Provided entries:
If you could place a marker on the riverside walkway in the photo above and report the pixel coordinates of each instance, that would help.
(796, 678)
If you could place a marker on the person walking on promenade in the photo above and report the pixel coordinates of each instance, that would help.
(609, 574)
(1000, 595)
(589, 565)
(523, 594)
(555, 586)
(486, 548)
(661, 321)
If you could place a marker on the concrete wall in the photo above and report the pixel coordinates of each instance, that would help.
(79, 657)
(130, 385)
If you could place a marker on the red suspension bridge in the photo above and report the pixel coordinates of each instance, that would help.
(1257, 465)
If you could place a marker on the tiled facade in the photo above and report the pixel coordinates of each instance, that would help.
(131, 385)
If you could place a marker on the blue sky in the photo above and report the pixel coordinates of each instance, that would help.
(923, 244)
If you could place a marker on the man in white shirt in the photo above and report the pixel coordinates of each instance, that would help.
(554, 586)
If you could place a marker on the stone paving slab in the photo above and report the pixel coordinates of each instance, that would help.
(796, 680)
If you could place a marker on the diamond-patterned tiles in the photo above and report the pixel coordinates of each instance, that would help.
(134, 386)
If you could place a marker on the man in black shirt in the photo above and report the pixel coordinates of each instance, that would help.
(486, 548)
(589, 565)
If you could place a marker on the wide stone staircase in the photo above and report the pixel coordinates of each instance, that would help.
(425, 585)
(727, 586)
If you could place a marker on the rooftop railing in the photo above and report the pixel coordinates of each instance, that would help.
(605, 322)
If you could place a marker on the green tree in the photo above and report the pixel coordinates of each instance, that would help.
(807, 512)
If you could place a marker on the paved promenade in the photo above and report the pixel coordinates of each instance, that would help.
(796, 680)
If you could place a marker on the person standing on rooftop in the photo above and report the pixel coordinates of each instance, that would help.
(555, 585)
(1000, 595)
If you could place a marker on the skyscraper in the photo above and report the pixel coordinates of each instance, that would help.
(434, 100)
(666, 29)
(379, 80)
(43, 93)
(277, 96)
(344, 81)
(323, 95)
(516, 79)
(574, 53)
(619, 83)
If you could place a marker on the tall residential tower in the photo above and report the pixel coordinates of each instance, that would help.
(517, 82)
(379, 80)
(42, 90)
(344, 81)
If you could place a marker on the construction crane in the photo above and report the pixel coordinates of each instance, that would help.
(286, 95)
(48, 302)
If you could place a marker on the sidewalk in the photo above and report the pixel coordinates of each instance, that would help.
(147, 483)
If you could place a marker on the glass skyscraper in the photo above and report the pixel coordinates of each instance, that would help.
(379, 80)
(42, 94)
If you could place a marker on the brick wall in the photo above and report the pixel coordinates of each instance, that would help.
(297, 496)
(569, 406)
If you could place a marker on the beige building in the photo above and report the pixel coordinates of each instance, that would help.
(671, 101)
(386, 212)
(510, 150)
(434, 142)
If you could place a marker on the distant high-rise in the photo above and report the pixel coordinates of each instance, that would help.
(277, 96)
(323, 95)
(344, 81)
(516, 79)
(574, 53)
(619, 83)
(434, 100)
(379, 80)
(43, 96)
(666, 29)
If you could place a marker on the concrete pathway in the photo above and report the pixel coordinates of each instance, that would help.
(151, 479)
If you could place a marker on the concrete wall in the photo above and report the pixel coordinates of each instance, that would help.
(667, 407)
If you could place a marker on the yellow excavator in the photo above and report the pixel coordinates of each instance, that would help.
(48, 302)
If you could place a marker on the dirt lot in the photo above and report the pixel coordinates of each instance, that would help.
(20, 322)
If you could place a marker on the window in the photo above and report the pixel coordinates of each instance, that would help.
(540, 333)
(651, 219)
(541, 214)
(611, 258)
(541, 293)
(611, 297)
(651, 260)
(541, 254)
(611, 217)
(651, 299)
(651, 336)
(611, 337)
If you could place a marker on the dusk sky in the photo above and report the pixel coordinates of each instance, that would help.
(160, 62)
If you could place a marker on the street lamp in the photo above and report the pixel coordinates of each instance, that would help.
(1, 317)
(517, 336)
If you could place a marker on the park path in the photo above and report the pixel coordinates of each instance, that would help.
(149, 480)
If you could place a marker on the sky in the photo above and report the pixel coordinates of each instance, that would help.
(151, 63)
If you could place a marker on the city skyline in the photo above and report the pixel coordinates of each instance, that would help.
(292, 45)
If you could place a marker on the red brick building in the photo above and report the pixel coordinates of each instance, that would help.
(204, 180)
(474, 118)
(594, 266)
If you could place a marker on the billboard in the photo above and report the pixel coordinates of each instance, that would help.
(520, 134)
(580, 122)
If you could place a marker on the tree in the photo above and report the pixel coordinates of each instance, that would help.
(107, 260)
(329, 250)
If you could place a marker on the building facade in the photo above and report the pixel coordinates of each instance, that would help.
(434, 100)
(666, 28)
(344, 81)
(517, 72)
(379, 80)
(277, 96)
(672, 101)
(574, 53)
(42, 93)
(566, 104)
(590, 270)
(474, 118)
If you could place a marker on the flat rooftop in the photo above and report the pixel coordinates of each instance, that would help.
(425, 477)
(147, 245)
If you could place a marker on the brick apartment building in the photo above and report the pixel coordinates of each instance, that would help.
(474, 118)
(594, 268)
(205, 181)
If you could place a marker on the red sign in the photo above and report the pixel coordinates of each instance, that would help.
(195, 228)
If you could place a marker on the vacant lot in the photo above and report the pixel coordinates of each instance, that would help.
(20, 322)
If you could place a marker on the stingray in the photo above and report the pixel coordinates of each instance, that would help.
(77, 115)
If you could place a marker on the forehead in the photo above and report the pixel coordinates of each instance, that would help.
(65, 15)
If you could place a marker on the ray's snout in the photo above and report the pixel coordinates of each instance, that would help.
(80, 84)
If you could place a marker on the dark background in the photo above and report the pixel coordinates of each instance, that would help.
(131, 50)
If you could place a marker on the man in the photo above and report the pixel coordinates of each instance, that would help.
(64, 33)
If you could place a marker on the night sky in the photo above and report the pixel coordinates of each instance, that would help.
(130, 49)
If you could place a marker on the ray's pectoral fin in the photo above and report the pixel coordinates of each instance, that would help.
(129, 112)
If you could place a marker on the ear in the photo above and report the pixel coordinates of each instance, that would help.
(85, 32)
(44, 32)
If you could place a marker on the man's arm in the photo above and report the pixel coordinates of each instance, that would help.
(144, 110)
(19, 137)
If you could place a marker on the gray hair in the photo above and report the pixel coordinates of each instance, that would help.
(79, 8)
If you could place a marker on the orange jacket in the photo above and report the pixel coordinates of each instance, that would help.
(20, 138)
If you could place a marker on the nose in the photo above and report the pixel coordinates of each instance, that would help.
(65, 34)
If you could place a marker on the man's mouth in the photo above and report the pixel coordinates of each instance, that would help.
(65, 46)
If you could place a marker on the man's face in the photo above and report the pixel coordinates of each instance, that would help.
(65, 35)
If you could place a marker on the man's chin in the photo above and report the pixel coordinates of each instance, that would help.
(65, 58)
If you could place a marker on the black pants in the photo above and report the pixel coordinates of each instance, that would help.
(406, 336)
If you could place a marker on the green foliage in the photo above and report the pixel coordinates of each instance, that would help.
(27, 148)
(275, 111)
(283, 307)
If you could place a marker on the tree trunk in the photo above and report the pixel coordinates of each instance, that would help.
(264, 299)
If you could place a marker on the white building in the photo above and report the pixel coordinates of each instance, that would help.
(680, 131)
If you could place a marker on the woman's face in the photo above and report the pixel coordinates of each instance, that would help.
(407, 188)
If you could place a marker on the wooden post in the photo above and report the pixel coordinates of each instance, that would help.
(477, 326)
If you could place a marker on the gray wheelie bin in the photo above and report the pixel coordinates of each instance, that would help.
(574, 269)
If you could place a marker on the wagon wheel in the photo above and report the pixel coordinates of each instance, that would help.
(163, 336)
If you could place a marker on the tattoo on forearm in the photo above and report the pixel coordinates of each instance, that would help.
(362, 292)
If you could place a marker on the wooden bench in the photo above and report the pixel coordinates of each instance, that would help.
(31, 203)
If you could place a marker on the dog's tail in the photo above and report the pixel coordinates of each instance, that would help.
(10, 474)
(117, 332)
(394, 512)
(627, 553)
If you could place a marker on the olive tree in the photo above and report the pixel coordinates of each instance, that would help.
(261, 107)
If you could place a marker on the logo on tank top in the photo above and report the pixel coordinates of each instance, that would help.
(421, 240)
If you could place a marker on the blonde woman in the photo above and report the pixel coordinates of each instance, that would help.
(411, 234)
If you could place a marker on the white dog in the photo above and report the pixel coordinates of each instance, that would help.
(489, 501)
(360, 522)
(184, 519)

Work to complete: The lines to quote run from the one containing "If you could place a marker on the black" through the final line of the material above; please give them exactly, both ends included, and nothing else.

Solution for this task:
If you could place a marker on the black pants in the photo above and report the pixel coordinates of each instance, that would help.
(406, 336)
If you could place a marker on the green foliage in the photo above and report the pixel coordinates of each instance, that would help.
(27, 148)
(275, 111)
(283, 307)
If you could place a marker on the tree trunk in the photo above and report the pixel coordinates of each instance, that would help.
(264, 299)
If you could place a marker on the white building in the photo above and report the pixel coordinates of each instance, that would help.
(680, 131)
If you could place a marker on the woman's face in the photo above and report the pixel coordinates of each instance, that would help.
(407, 188)
If you could place a marker on the wooden post in the photo above and report the pixel coordinates of each instance, that would help.
(477, 326)
If you could place a marker on the gray wheelie bin in the photo above and report the pixel coordinates of each instance, that would help.
(574, 269)
If you could place a marker on the wagon wheel in the photo above and report the pixel coordinates of each instance, that would help.
(163, 336)
If you could place a marker on the tattoo on forearm in the photo above and report the pixel coordinates of each instance, that would help.
(362, 292)
If you could place a marker on the wooden bench in the photo above and report the pixel coordinates of each instance, that would help.
(31, 203)
If you could place a marker on the dog's tail in the photo above and report the pixel coordinates of each instance, that would help.
(10, 474)
(117, 332)
(394, 512)
(627, 553)
If you could place a marker on the olive tree in the photo above and report the pixel coordinates of each instance, that would help.
(261, 107)
If you could place a marker on the logo on tank top in the photo above and report the pixel coordinates of each instance, that would help.
(421, 240)
If you could place a marker on the blonde woman in the photo above and report the pixel coordinates of each instance, that would help.
(411, 234)
If you could place a marker on the white dog in the photo above and report the pixel coordinates of each instance, that would help.
(489, 501)
(360, 522)
(184, 519)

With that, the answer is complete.